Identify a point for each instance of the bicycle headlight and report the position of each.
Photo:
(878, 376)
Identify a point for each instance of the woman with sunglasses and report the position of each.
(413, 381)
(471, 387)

### TRY IT
Your task is to copy every entry above, exactly as written.

### TASK RESPONSE
Identify a point for each instance of the bicycle headlight and report the position of each.
Photo:
(878, 376)
Identify a point for each instance of the woman with sunglasses and report the position of each.
(413, 381)
(471, 387)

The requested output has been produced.